══ Excerpt

Photo Courtesy Bill Mead

Low-income communities are waiting for solar energy systems as more state governments and nonprofits deliver photovoltaic (PV) fields for these areas. However, the rollout has been slow going, even though it could seriously help people living on a fixed income. Several obstacles make it hard for low-income residents to benefit from these systems, but what are they exactly? We asked three experts what’s holding low-cost solar back.  

All three experts work in the renewable energy sector. Three central themes appeared in the interviews we conducted: labor costs, political red tape, and solar system costs. These interviews were conducted in light of a new federal initiative, the Clean Energy Connector program, which offers solar power through subscriptions in government-run low-income communities. The United States Department of Energy’s target is 5 million households and $1 billion in power bill savings.

════
══ Provided records

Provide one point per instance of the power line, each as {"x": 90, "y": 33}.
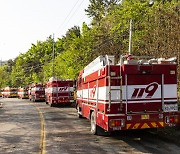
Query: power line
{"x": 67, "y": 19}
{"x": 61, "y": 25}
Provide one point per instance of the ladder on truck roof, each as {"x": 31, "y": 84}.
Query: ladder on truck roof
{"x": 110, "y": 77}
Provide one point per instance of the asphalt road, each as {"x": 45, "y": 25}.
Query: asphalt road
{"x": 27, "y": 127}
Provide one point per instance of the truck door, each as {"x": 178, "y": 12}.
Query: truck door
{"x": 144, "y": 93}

════
══ Provided records

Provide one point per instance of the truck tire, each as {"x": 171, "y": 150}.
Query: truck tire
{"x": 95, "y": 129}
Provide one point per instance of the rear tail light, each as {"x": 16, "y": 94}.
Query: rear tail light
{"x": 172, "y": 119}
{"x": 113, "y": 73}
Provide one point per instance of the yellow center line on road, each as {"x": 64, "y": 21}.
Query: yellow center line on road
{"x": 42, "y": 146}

════
══ Provided records

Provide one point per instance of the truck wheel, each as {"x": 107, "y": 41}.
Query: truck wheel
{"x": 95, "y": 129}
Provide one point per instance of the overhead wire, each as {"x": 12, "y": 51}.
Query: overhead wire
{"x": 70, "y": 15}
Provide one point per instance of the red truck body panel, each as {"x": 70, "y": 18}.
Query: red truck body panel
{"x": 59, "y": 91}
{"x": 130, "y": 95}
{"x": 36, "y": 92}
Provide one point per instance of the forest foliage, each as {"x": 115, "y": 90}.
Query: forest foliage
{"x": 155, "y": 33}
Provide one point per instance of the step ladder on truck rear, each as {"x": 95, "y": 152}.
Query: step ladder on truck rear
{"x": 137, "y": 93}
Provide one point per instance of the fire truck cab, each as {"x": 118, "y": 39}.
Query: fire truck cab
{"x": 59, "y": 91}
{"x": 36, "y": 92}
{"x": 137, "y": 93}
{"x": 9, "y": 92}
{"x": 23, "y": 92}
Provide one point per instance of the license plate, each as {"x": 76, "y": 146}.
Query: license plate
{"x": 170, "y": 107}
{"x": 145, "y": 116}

════

* [Problems and tasks]
1/ Please reproduce the passage of the solar energy article word for word, starting at "Photo Courtesy Bill" and ending at "low-cost solar back.".
2/ Condense the paragraph of the solar energy article that begins "All three experts work" into a short bulleted list that keeps its main facts.
3/ Extend the article on solar power for low-income communities, picking up after its final sentence.
The lines are not needed for any of this.

* [Expected results]
1/
Photo Courtesy Bill Mead

Low-income communities are waiting for solar energy systems as more state governments and nonprofits deliver photovoltaic (PV) fields for these areas. However, the rollout has been slow going, even though it could seriously help people living on a fixed income. Several obstacles make it hard for low-income residents to benefit from these systems, but what are they exactly? We asked three experts what’s holding low-cost solar back.

2/
- All three experts work in renewable energy.
- The interviews raised three themes: labor costs, political red tape, and solar system costs.
- They were conducted in light of the Clean Energy Connector, a new federal program offering subscription solar power in government-run low-income communities.
- The Department of Energy is aiming for 5 million households and $1 billion in power bill savings.

3/
Leland Gohl, director of marketing and customer experience at PowerMarket, told The Business Download his company was directly involved in the feedback for the Clean Energy Connector. Gohl is optimistic that it’s a tremendous opportunity for low-income households to reap the benefits of solar power. However, rolling it out is likely to bring up more questions. 

“As it’s rolled out, the rubber will likely meet the road when it comes to the following: how are NREL (National Renewable Energy Laboratory) agents acquiring customers on behalf of organizations such as ourselves, how good are these peoples’ contact info, how much time needed to convert these leads into customers, and lastly, how many organizations will receive these leads to begin with and if it will be exclusive or not,” Gohl wrote via email. 

Gohl said that low-income solar is ideal because low-income residents are typically renters. However, renters don’t have decision-making power or cannot install their own systems.

Community solar would save renters a lot of money on utilities, but the landlord has the final say. 

“Apartment complexes don’t always have the rooftop space for solar, the energy produced won’t cover everyone’s load, or the building owners may not have an appetite for the length of the payback period from the project or its loan terms,” Gohl wrote. “In those cases, community solar is an alternative that can allow the building and its residents to participate and benefit from a community solar project.”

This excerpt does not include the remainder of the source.